Task instructions:
1. In the forum thread about lost IPv6 routes in LXD containers, what is stated on each point?
(a) Which snap version of LXD is being used for clustering?
(b) How many hosts are in the setup, and which Ubuntu release do they run?
(c) Which command brings IPv6 connectivity back inside the container?
2. Can you carry on the forum thread about IPv6 routes vanishing in LXD containers from where it stops?

Text segment:

_ _ _ _ _ _ _

IPv6 route lost after a random amount of time

Lester · October 16, 2018, 9:05am

Hi! I’m experimenting with LXD clustering (snap 3.6).
At the moment, I have two armv7 hosts on Ubuntu 18.04 and a single bridged network, manually tunneled with GRE.

When Alpine (3.8 and edge) containers start, they are able to communicate between each others and with internet, both in IPv4 and IPv6. However, after some time, IPv6 connectivity is completely lost.

I’ve noticed some strange output regarding the “expires” duration. The following output is produced right after container startup and during IPv6 failure.

# ip -6 route # in container
fd42:da74:f51:7a04::/64 dev eth0  metric 256  expires 0sec
fe80::/64 dev eth0  metric 256 
default via fe80::20f8:b4ff:fee9:e852 dev eth0  metric 1024  expires 0sec
default via fe80::a456:d6ff:fe02:ac4b dev eth0  metric 1024  expires 0sec
ff00::/8 dev eth0  metric 256

Restarting the container network with service networking restart gives IPv6 connectivity again.
I’ve not observed this issue on Debian containers (yet).
What can I do to investigate and solve this issue? Thanks!

Edit: Debian containers are also affected after some time

simos · October 16, 2018, 10:00am

It’s a weird issue. I am trying to figure out a way on how to reproduce.

_ _ _ _ _ _ _

Supplied entries:

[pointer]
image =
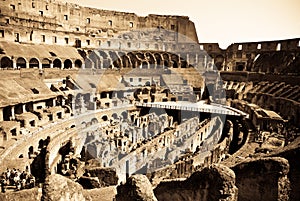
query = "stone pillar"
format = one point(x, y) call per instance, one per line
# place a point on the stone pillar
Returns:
point(13, 113)
point(14, 64)
point(188, 58)
point(24, 108)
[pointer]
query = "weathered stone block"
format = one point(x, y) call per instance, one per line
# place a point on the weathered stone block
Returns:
point(89, 182)
point(263, 179)
point(106, 176)
point(216, 182)
point(58, 187)
point(137, 187)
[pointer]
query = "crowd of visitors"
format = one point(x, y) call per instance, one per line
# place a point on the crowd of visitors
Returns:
point(14, 178)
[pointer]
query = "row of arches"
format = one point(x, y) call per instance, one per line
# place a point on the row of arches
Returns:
point(114, 59)
point(22, 62)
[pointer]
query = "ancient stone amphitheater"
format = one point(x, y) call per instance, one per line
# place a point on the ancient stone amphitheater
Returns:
point(107, 105)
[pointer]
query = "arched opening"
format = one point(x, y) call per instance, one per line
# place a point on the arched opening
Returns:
point(240, 67)
point(104, 117)
point(145, 90)
point(175, 64)
point(147, 83)
point(184, 64)
point(34, 63)
point(124, 115)
point(21, 63)
point(67, 64)
point(57, 63)
point(41, 144)
point(166, 63)
point(145, 65)
point(78, 63)
point(94, 121)
point(46, 63)
point(115, 116)
point(219, 61)
point(6, 62)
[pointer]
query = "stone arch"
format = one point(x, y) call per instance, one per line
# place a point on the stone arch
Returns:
point(34, 63)
point(6, 62)
point(46, 63)
point(126, 61)
point(41, 144)
point(115, 116)
point(145, 65)
point(145, 91)
point(159, 59)
point(21, 62)
point(68, 64)
point(124, 115)
point(78, 63)
point(104, 117)
point(94, 121)
point(137, 92)
point(88, 63)
point(57, 63)
point(95, 59)
point(219, 60)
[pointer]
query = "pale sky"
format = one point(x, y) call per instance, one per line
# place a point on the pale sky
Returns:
point(221, 21)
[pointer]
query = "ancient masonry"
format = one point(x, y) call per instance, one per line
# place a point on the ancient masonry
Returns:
point(136, 108)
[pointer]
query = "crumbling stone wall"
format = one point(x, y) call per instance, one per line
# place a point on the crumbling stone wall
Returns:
point(58, 187)
point(137, 187)
point(27, 195)
point(216, 182)
point(106, 176)
point(262, 179)
point(291, 153)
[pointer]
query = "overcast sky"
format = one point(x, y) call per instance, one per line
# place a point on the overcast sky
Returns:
point(222, 21)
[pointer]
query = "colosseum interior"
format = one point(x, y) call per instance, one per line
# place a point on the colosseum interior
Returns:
point(107, 105)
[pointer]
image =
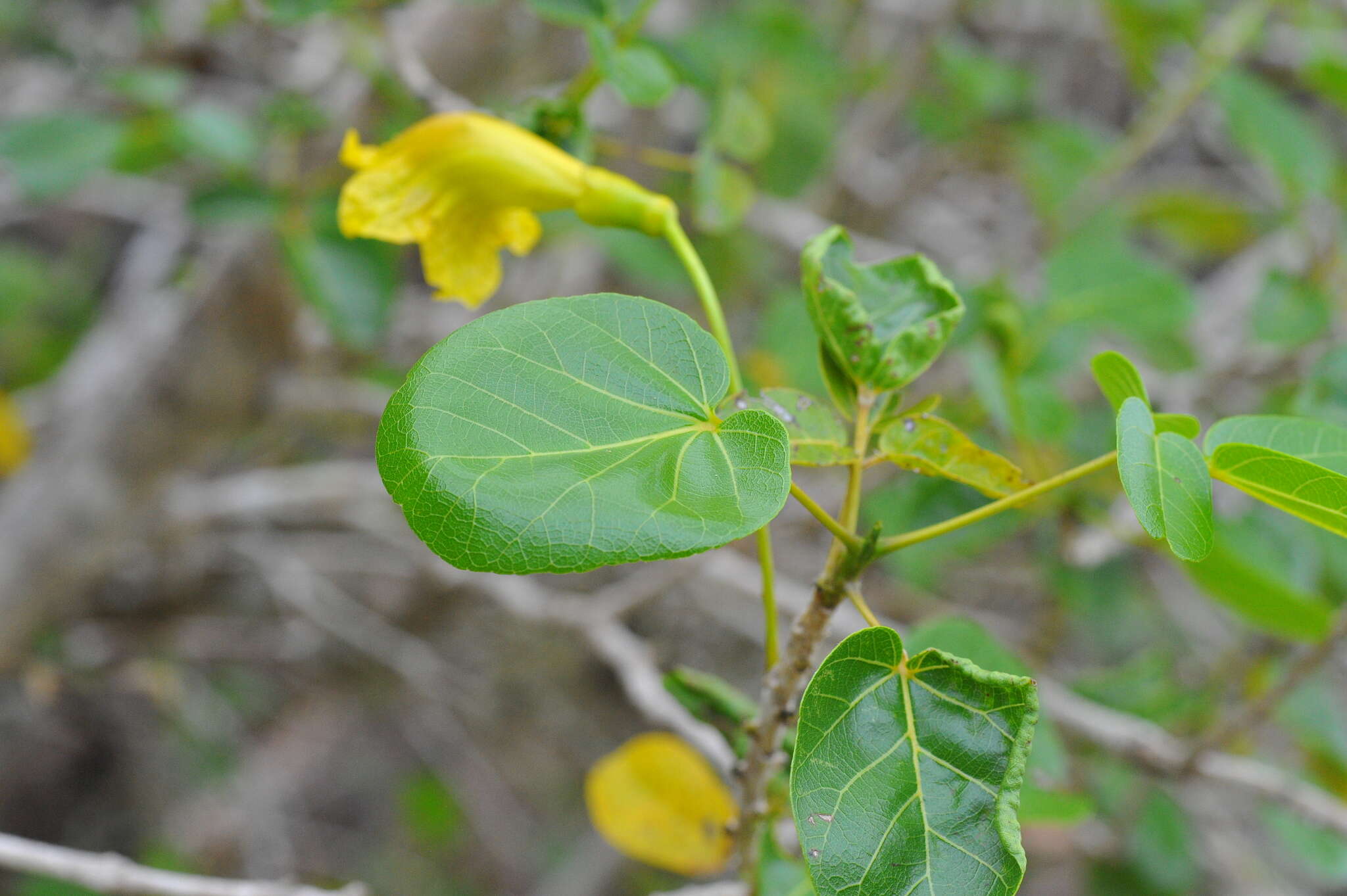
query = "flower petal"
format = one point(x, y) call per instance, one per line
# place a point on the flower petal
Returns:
point(461, 252)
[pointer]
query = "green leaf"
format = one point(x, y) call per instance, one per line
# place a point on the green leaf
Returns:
point(349, 283)
point(1276, 133)
point(569, 12)
point(1261, 599)
point(572, 434)
point(1313, 440)
point(721, 193)
point(966, 638)
point(1118, 379)
point(1165, 481)
point(884, 323)
point(935, 447)
point(777, 874)
point(637, 70)
point(839, 385)
point(1185, 425)
point(55, 153)
point(1289, 311)
point(218, 133)
point(1097, 280)
point(907, 771)
point(743, 128)
point(1315, 494)
point(818, 434)
point(712, 693)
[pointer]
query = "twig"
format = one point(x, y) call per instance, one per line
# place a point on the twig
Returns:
point(119, 876)
point(1254, 713)
point(1132, 739)
point(1154, 748)
point(1218, 50)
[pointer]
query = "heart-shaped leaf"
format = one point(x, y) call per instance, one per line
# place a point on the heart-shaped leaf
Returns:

_ _ _ _ _ _ _

Answers by task:
1.
(a) Snap 3.6.
(b) Two armv7 hosts running Ubuntu 18.04.
(c) service networking restart

2.
I suppose you have tried with such a host (armv7) and Alpine containers on a typical setup and IPv6 works fine. Is that correct?

Also, you can use tcpdump/tshark to collect the packets and see what’s going on on the network.
The straightforward theory (for testing) is that the Alpine containers are failing to make specific IPv6 network connections.

Also, if you can measure the expiration time (when IPv6 starts to fail), you can convert to secods or minutes and see if it’s a common whole number.

Failing all that, you would need to document your setup (bridged network and how you manually tunnel with GRE).

Lester · October 16, 2018, 10:40am

Thanks for your feedback!
I’m trying on a typical setup (that is, without tunnels) right now.
However, it took more than 24 hours before last failure, so I’m waiting for more “fresh” data to provide.

Lester · October 17, 2018, 7:10pm

So, during around 24 hours everything worked fine.
However, I created additional containers and ended up in a very unstable situation where no IPv6 connectivity was available from any container.

I had to lxc restart --all to retrieve a stable environment (which is fine as a temporary workaround).

I have several questions that might help me fully understand the issue:

Are network configuration synchronized between hosts in the cluster? I had to execute the following command on several hosts to apply the custom dnsmasq configuration:

lxc network set br0 raw.dnsmasq "address=/example.com/10.25.10.xxx"

Is dnsmasq restarted during containers (re)configuration? How could it affect containers?
I tried to extract some relevant information from tcpdump but I’ll probably have to record more traces. I tried to see if logs contained warnings, but nothing to report. Is there something I could do to increase lxd verbosity, especially during failures?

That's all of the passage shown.